== Exercise text ==
*** Begin section ***
Using MS as an example, I compiled a table of all current FDA approved MS treatments, the year of approval, and what is known about the mechanism of action (MOA).  The MOA in each case is taken directly from the FDA approved package insert.  In the case of natalizumab, there were several paragraphs describing the purported mechanism of action so I included a link to the package insert. The important observation from this table is that in the case of all 18 FDA approved medications – the mechanism of action is unknown. That statement is made in various ways. For example, there may be a suggested hypothetical MOA but it is just that. In the case of MS disease-modifying drugs are based on an unproven hypothesis, rather than a known mechanism of action or theory. I have not constructed a table for rheumatology disease modifying drugs but I expect the same results based on the quotation from reference 3 above. Disease-modifying drugs do not appear to be specifically designed to address and underlying MOA – but are empirically determined based on hypotheses like every other drug.

 

FDA approved drugs for MS and Mechanism of Action


Drug

Type

MOA

Glatiramer (Copaxone)

Approved 1996

SC Injection

“The mechanism(s) by which glatiramer acetate exerts its effects in patients with MS are not fully understood. However, glatiramer acetate is thought to act by modifying immune processes that are believed to be responsible for the pathogenesis of MS.”

Interferon beta 1a (Avonex)

Approved 1996

IM injection

“The mechanism of action by which AVONEX exerts its effects in patients with multiple sclerosis is unknown.”

Interferon beta 1b (Betaseron)

Approved 1993

SC injection

“The mechanism of action of BETASERON (interferon beta-1b) in patients with multiple sclerosis is unknown”

Peginterferon beta 1a (Plegridy)
*** End section ***
== Your objective ==
Write out, word for word, everything in the text on FDA-approved MS treatments from "Interferon beta 1a (Avonex)" down to "beta 1b (Betaseron)". Draw only on the text itself, without outside sources.

== Material supplied ==
*** Begin section ***
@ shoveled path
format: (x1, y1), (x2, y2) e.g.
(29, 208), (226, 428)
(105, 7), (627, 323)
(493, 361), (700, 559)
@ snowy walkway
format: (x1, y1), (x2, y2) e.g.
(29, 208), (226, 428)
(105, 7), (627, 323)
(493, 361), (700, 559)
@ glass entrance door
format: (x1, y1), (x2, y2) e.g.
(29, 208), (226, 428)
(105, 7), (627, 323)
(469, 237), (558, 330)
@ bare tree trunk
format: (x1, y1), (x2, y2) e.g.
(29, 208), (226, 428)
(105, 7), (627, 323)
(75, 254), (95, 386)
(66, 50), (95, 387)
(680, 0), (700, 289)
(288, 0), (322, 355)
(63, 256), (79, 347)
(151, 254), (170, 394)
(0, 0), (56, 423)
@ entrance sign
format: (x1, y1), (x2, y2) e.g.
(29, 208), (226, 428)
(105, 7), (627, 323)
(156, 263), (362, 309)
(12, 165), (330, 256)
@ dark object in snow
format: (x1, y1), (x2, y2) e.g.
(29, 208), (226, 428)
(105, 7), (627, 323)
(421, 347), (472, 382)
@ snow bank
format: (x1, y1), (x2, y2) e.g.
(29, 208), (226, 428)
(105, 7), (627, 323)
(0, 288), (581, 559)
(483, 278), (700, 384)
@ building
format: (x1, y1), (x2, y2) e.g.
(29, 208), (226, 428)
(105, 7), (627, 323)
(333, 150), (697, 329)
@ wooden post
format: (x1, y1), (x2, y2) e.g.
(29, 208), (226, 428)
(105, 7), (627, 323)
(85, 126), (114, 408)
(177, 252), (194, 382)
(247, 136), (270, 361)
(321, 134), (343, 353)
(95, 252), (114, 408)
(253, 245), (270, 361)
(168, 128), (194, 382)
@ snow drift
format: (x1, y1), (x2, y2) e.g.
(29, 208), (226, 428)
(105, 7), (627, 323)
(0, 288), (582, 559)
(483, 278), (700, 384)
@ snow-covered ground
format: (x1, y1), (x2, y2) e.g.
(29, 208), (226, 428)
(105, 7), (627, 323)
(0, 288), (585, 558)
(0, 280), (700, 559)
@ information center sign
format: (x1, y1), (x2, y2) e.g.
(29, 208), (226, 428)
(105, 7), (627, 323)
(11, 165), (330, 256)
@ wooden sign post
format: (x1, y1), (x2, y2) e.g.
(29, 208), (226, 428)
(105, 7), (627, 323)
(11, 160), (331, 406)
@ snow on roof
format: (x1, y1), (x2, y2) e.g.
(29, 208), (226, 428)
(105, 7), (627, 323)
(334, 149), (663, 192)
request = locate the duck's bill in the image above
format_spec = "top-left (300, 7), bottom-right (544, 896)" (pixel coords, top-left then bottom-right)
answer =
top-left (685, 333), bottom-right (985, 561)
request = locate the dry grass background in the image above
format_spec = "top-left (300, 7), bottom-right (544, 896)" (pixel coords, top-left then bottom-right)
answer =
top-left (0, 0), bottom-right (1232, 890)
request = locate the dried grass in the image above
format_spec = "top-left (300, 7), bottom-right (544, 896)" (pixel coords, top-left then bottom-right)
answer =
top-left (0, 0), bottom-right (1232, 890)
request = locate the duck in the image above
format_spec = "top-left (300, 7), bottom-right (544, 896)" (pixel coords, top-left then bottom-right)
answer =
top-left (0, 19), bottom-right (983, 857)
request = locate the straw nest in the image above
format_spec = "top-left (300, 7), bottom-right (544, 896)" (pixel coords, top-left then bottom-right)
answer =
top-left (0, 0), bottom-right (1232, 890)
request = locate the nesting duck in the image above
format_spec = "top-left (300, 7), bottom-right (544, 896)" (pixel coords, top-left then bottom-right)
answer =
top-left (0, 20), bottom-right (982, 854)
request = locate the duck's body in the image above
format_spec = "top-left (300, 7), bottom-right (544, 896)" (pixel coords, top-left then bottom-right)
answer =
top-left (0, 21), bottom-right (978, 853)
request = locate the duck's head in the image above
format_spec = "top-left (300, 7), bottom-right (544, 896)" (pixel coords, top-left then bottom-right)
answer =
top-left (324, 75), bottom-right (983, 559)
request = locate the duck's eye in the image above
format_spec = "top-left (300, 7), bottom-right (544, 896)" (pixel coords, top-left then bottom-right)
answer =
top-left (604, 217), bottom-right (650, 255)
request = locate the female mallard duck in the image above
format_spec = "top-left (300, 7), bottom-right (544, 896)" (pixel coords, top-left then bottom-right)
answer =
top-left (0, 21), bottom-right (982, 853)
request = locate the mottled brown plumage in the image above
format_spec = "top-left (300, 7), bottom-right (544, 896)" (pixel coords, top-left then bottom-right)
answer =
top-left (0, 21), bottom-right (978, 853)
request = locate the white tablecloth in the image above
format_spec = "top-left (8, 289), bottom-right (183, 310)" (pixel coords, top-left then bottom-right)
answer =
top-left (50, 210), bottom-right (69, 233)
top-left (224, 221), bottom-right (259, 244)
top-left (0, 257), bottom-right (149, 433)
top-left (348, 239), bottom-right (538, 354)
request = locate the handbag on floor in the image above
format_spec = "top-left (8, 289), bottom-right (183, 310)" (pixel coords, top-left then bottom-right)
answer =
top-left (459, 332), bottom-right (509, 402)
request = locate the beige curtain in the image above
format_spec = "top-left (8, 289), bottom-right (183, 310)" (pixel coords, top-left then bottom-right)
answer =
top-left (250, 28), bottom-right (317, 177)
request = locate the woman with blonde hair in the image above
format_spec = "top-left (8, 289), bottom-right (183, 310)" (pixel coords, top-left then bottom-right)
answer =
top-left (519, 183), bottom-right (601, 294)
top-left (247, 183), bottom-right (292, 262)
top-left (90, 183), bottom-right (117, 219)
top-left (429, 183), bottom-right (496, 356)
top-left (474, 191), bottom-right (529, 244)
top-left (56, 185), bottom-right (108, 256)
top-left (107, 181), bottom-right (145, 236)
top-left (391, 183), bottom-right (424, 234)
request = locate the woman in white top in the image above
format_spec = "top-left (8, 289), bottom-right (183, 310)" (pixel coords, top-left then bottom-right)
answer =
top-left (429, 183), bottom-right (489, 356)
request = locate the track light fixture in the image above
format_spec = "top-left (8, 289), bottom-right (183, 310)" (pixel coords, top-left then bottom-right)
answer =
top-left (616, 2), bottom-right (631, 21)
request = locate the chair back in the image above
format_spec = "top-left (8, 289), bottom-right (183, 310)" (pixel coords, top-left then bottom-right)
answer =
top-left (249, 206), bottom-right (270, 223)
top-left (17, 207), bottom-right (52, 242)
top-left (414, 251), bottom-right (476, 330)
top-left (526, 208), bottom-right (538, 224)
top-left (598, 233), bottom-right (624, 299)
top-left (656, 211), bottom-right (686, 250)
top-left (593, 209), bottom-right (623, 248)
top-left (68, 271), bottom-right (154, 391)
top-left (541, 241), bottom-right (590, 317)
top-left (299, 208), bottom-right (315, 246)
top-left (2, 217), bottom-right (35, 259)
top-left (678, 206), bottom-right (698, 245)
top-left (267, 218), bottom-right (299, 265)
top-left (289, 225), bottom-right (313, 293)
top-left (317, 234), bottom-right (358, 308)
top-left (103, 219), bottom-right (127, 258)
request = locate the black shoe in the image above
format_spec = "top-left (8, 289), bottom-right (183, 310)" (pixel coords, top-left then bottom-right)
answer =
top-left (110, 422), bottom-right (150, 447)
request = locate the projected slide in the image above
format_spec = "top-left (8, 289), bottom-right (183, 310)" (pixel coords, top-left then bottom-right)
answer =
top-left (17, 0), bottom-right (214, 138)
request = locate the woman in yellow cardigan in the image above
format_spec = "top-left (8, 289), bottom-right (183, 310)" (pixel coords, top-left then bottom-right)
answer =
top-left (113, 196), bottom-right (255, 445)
*** End section ***
== Your solution ==
Interferon beta 1a (Avonex)

Approved 1996

IM injection

“The mechanism of action by which AVONEX exerts its effects in patients with multiple sclerosis is unknown.”

Interferon beta 1b (Betaseron)